━━━━━ EXCERPT TO READ

Turbine stator vane and gas turbine
Abstract
A turbine stator vane includes: a vane body which includes: an airfoil portion which has a serpentine flow passage inside thereof, the serpentine flow passage including a plurality of cooling flow passages and a plurality of turn-back flow passages; a shroud disposed on at least one of a tip end side or a root end side, in the vane height direction, of the airfoil portion; and a lid portion fixed to the airfoil portion. The lid portion forming the turn-back flow passage and being provided as a separate member from the airfoil portion. The lid portion has an inner wall surface width formed to be greater than the flow-passage width of the cooling passage formed in the airfoil portion, and a minimum value of a thickness of the lid portion is smaller than a thickness of a part of the shroud to which the lid portion is mounted.
Claims
exact text as granted — not AI-modifiedThe invention claimed is:
1. A turbine stator vane, comprising:
a vane body which includes:
an airfoil portion which has a serpentine flow passage inside thereof, the serpentine flow passage including a plurality of cooling flow passages and a plurality of turn-back flow passages, at least one of the turn-back flow passages being disposed at an outer side or an inner side, in a vane height direction, of a gas path surface which defines a combustion gas flow passage; and
a shroud disposed on at least one of a tip end side or a root end side, in the vane height direction, of the airfoil portion; and
a lid portion fixed to an end portion at the tip end side or the root end side, in the vane height direction, of the airfoil portion, the lid portion forming the at least one turn-back flow passage and being provided as a separate member from the airfoil portion,
wherein the shroud includes:
a bottom portion forming, in the vane height direction, an inner surface opposite to the gas path surface in the vane height direction;
an outer wall portion formed on opposite ends, in an axial direction and the circumferential direction, of the bottom portion, the outer wall portion extending in the vane height direction; and
an impingement plate disposed in an internal space surrounded by the outer wall portion and the bottom portion, the impingement plate having a plurality of through holes,
wherein the impingement plate includes:
a second impingement plate close to the inner surface in the vane height direction; and
a first impingement plate positioned in a direction separating from the inner surface, in the vane height direction, with respect to the second impingement plate,
wherein at least one step portion extending in the axial direction or the circumferential direction is disposed between the outer wall portion and the lid portion, the step portion connecting the first impingement plate and the second impingement plate and being bent in the vane height direction,
wherein a hole diameter of first through holes being the through holes formed on the first impingement plate is greater than a hole diameter of second through holes being the through holes formed on the second impingement plate,
wherein an arrangement pitch of the first through holes formed on the first impingement plate is greater than the arrangement pitch of the second through holes formed on the second impingement plate, and
wherein the second impingement plate comprises two second impingement plates fixed to an inner surface of the outer wall portion of the shroud and to an outer wall surface of the lid portion respectively, and the first impingement plate is positioned between the two second impingement plates via the step portion.

━━━━━━━━━━

WORK TO COMPLETE:
**A.** In the turbine stator vane patent, which impingement plate has through holes with the greater hole diameter?
**B.** Carry on the turbine stator vane patent text, picking up after its final sentence.
Nothing here depends on the listing.

━━━━━ DATASET EXCERPTS

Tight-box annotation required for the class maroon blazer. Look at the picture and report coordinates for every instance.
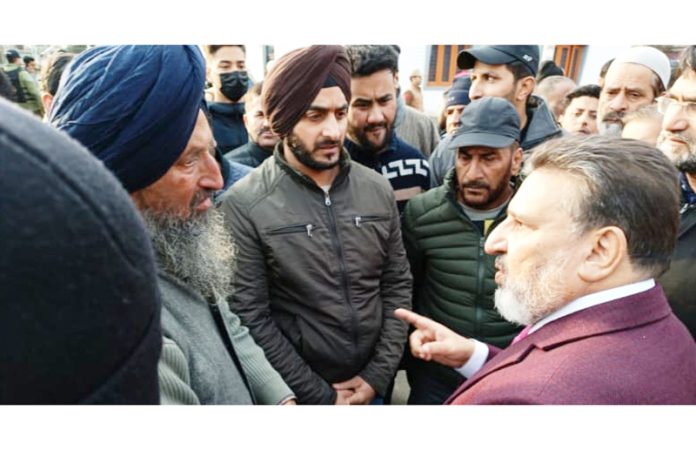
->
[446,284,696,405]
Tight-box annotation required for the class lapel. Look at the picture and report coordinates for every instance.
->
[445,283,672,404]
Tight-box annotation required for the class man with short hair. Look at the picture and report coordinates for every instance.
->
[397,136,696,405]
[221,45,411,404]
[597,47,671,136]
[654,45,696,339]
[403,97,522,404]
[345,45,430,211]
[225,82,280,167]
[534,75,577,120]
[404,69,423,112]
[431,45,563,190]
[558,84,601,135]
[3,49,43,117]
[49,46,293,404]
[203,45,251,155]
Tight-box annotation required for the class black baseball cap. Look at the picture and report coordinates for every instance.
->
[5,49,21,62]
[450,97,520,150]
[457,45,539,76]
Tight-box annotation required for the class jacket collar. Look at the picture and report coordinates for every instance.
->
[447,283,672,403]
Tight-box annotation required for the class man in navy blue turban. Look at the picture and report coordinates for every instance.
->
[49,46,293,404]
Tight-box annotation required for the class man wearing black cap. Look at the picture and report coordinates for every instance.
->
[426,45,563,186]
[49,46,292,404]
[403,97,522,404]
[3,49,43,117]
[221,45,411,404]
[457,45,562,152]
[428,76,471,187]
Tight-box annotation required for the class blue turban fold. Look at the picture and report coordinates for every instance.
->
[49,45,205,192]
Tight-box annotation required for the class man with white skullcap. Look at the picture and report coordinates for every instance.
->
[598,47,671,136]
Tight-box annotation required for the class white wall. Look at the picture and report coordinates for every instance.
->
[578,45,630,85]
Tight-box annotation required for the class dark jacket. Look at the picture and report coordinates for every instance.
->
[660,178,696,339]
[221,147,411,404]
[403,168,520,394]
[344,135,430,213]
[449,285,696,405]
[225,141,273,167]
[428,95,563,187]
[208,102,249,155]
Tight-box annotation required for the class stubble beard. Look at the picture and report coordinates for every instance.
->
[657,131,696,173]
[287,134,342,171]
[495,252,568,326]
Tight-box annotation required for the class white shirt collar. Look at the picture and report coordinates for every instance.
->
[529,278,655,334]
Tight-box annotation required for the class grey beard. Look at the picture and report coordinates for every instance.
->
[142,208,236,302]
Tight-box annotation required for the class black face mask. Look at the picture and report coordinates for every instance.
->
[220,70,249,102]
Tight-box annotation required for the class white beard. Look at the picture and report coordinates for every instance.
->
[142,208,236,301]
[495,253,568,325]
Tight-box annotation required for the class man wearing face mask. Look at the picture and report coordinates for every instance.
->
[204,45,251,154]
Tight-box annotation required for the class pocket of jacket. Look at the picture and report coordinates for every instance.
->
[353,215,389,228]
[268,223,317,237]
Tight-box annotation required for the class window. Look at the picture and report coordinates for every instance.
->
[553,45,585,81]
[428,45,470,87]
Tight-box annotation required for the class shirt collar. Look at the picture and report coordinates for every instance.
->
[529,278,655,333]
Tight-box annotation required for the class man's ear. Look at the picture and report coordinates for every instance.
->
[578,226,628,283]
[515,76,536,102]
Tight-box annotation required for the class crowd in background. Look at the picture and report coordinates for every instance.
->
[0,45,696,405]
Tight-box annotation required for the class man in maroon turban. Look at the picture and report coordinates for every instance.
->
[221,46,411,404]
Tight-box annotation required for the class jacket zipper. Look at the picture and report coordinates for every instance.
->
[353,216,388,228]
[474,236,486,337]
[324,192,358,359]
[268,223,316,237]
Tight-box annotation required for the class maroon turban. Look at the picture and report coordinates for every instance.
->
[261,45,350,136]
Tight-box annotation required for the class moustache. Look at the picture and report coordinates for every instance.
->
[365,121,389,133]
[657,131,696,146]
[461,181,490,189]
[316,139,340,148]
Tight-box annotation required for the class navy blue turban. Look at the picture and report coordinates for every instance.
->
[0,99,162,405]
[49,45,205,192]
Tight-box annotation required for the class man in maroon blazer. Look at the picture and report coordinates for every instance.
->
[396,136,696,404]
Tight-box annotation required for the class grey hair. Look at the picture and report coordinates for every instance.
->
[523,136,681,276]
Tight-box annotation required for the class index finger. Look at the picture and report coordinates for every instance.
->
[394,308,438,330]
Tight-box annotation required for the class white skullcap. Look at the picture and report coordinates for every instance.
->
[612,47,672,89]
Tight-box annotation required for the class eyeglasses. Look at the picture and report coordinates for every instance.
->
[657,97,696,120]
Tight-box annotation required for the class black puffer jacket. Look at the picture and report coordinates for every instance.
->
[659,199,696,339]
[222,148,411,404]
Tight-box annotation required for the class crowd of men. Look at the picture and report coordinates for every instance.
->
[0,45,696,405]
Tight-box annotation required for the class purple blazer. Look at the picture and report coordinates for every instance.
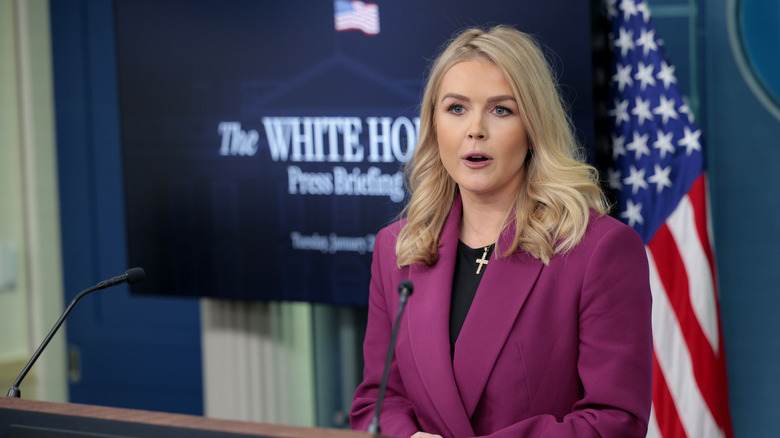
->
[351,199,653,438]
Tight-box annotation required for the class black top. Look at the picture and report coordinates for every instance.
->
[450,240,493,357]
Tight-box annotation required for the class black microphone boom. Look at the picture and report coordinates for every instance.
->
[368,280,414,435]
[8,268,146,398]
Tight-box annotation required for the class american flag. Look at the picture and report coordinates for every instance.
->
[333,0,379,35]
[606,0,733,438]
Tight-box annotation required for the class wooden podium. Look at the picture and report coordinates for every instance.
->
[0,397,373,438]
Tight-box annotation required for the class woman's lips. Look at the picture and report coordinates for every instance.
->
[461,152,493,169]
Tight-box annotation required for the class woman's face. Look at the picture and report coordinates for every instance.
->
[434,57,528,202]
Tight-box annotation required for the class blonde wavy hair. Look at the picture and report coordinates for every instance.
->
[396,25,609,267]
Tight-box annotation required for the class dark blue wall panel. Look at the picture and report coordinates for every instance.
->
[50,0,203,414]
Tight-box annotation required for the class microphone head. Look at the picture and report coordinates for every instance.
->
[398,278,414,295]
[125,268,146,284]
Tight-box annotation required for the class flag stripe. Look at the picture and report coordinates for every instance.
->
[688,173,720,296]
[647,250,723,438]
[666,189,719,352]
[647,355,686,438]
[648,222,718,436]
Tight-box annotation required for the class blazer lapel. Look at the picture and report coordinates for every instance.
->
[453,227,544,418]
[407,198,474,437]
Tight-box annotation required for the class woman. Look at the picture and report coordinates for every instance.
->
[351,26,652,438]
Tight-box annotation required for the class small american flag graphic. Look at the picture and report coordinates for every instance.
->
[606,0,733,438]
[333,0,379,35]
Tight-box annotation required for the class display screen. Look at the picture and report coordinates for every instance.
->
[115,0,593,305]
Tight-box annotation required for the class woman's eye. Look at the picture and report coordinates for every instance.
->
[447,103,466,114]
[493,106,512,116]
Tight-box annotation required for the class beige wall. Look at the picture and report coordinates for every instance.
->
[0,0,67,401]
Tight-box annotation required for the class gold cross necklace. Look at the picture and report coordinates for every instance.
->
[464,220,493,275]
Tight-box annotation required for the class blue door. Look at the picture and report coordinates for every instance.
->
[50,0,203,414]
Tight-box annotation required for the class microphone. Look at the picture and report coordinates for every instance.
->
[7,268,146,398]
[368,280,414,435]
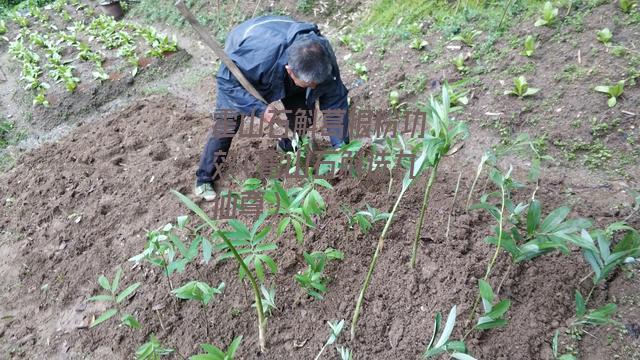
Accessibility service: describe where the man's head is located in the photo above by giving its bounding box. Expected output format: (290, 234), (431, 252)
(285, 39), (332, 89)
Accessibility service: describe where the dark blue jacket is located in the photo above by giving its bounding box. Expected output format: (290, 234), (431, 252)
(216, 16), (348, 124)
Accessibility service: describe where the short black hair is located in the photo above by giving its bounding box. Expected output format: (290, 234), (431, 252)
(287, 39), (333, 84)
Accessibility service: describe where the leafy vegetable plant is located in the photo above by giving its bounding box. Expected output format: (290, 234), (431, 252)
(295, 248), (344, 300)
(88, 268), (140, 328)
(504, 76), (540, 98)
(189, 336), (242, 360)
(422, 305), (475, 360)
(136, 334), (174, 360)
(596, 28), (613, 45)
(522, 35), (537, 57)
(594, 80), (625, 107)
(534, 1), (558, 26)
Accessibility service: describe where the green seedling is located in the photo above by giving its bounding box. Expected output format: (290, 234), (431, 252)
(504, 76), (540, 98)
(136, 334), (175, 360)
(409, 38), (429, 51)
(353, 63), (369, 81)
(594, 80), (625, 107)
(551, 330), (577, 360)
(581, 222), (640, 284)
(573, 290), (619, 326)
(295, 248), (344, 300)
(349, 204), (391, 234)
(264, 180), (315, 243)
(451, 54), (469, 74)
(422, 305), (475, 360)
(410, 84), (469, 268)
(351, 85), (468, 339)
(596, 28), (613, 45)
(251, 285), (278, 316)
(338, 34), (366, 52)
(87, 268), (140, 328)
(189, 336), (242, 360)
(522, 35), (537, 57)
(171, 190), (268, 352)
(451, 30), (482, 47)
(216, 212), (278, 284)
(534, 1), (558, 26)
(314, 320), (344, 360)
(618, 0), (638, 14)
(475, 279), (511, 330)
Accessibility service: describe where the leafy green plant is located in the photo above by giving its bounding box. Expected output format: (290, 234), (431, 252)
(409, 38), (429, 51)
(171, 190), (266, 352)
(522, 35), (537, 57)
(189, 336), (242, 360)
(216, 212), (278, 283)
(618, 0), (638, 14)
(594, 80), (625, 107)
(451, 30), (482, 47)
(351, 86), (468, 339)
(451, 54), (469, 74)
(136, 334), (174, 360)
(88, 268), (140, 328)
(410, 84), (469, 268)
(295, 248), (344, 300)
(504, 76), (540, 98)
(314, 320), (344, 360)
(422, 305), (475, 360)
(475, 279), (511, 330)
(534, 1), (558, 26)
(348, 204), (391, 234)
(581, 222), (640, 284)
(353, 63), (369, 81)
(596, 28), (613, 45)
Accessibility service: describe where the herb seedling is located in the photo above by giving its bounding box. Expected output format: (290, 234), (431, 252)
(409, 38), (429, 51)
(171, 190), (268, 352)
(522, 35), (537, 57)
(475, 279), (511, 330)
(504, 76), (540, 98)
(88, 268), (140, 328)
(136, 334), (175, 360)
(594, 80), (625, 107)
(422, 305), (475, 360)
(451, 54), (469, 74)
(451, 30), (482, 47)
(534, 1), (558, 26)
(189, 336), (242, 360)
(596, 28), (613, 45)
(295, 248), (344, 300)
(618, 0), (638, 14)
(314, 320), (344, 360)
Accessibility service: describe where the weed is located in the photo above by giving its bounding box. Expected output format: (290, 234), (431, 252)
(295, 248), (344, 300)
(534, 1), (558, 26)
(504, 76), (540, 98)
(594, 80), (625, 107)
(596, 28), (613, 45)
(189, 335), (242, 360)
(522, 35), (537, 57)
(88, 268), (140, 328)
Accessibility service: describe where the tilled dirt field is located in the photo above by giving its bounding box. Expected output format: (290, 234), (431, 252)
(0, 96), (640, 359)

━━━━━━━━━━

ANSWERS TO THE TASKS:
**A.** The first impingement plate.

**B.**
2. The turbine stator vane according to claim 1 ,
wherein the airfoil portion includes a pressure-side vane surface recessed to have a concave shape in a circumferential direction, and a suction-side vane surface protruding to have a convex shape in the circumferential direction and connecting to the pressure-side vane surface via a leading edge and a trailing edge, and
a vane-surface protruding portion formed on the gas path surface, extending from a leading edge portion of the pressure-side vane surface toward the suction-side vane surface of the airfoil portion of the turbine stator vane which is positioned adjacent in the circumferential direction, to an intermediate position of a flow passage width of the combustion gas flow passage between the airfoil portion and the adjacent airfoil portion, the vane-surface protruding portion being surrounded by an outer edge portion formed at a position connecting to the gas path surface and protruding from the gas path surface toward the side of the combustion gas flow passage in the vane height direction.
3. The turbine stator vane according to claim 2 ,
wherein the first and second impingement plates both include:
a general region positioned so as to face the inner surface of the shroud being a region where the vane-surface protruding portion is not formed, the general region having the plurality of through holes configured to perform impingement cooling on the inner surface; and
a high-density region including a range in which the vane-surface protruding portion is formed and which is surrounded by the outer edge portion, the high-density region having a higher opening density of the through holes than that in the general region.
4. The turbine stator vane according to claim 2 ,
wherein the impingement plate has an opening to be engaged with the lid portion, and
wherein the lid portion includes a protruding portion protruding opposite to the airfoil portion from the opening in the vane height direction.
5. The turbine stator vane according to claim 1 ,
wherein the shroud includes an outer shroud or an inner shroud formed on the tip end side or the root end side of the airfoil portion.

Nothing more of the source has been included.